Using the information =
1 - According to the passage about Sheikha Moza, in what year was the Qatar Foundation set up?
2 - Repeat word for word the part of the passage about Sheikha Moza from "She received a" to "J. Barrack Jr.".

Passage =
= = = =

Sheikha Moza bint Nasser Al-Missned (; born 8 August 1959) is one of the three consorts of Sheikh Hamad bin Khalifa Al Thani, the former Emir of the State of Qatar. She is a co-founder and chairperson of the Qatar Foundation.

Early life and education
Moza is the daughter of Nasser bin Abdullah Al-Missned, a well-known opposition activist and the former head of the Al Muhannada confederation of Bani Hajer. After being released from prison due to his political activities and as an act of defiance against the policies of the deposed former Emir Ahmad bin Ali Al Thani, Nasser bin Abdullah led the entire Al Muhannada clan into self-imposed exile to Kuwait in 1964. Nasser returned to Qatar with his immediate family in 1977, the year in which his daughter Moza married Hamad bin Khalifa Al Thani when he was heir apparent of Qatar.

She received a BA in Sociology from Qatar University in 1986, and holds a MA in Public Policy in Islam from Hamad Bin Khalifa University. She was awarded an honorary Doctor of Humane Letters from Virginia Commonwealth University in 2003. She also holds an honorary doctorate from Texas A&M, Carnegie Mellon, Imperial College London, and the Georgetown University School of Foreign Service.

According to a Los Angeles Times investigation published in July 2020, Sheikha Moza's son Khalifa bin Hamad bin Khalifa Al Thani was accepted to USC as a transfer student from the community college Los Angeles Mission College after she met USC president C. L. Max Nikias in 2012 in Los Angeles, California, at the behest of USC trustee Thomas J. Barrack Jr.

Areas of work

Moza co-founded and chairs the Qatar Foundation for Education, Science and Community Development (QF), which was set up in 1995.

Moza also acted as chairperson of Silatech since 2008, chairperson of the Arab Democracy Foundation, and president of the Supreme Council for Family Affairs since 1998. She has been vice president of the Supreme Education Council since 2002 and was UNESCO's Special Envoy for Basic and Higher Education in 2003. In 2002, she and former Emir Hamad bin Khalifa Al Thani opened the Weill Cornell Medical College in Qatar. She is also a member of the Board of Overseers of Weill Cornell Medicine. Besides this, she is the chairperson of Sidra Medical and Research Center, a high-tech women's and children's hospital in Doha. She also endowed this medical center with $7.9 billion.

= = = =

Records provided =
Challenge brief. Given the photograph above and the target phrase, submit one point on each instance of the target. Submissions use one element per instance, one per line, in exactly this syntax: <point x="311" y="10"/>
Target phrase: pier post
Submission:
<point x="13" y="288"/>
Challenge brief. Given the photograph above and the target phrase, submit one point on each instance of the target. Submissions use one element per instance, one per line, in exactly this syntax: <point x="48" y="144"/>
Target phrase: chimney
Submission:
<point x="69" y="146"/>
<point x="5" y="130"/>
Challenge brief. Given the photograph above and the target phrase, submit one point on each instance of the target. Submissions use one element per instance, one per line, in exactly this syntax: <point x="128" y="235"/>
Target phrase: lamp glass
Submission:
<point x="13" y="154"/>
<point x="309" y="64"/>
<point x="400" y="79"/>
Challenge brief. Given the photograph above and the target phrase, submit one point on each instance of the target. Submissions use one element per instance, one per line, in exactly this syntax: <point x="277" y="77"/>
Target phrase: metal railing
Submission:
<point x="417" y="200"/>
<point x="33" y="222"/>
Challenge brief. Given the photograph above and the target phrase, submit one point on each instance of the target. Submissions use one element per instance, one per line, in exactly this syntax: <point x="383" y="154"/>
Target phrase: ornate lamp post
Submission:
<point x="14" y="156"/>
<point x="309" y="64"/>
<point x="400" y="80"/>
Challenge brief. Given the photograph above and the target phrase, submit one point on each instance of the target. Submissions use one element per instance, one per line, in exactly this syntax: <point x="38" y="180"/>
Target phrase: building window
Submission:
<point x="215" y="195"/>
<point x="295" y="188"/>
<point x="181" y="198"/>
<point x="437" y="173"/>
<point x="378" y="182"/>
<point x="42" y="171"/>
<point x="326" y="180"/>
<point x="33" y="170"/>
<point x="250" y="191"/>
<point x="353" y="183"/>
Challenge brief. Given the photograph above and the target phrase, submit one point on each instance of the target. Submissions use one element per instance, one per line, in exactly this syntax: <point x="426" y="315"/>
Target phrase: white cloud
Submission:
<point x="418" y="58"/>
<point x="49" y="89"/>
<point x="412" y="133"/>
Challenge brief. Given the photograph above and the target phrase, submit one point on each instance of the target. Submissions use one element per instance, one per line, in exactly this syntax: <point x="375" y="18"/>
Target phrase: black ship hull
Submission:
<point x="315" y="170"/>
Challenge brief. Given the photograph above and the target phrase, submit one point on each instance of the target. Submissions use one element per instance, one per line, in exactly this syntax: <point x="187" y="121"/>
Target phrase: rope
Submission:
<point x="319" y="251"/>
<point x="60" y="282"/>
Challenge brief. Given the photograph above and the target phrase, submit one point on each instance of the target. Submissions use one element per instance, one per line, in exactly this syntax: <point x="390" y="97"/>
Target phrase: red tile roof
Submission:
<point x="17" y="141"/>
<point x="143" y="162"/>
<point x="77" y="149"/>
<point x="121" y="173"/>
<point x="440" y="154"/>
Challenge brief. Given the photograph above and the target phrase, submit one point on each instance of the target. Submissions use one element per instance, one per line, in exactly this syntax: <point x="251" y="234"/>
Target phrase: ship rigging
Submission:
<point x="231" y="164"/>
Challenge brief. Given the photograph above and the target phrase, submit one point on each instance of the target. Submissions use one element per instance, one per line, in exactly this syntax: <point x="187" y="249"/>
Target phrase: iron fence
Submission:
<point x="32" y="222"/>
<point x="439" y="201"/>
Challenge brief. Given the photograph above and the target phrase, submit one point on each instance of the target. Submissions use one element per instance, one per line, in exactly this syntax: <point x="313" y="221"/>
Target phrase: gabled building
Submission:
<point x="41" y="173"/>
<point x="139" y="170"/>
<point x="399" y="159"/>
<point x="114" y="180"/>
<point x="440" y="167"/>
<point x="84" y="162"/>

= = = =

Answers to the tasks =
1 - 1995

2 -
She received a BA in Sociology from Qatar University in 1986, and holds a MA in Public Policy in Islam from Hamad Bin Khalifa University. She was awarded an honorary Doctor of Humane Letters from Virginia Commonwealth University in 2003. She also holds an honorary doctorate from Texas A&M, Carnegie Mellon, Imperial College London, and the Georgetown University School of Foreign Service.

According to a Los Angeles Times investigation published in July 2020, Sheikha Moza's son Khalifa bin Hamad bin Khalifa Al Thani was accepted to USC as a transfer student from the community college Los Angeles Mission College after she met USC president C. L. Max Nikias in 2012 in Los Angeles, California, at the behest of USC trustee Thomas J. Barrack Jr.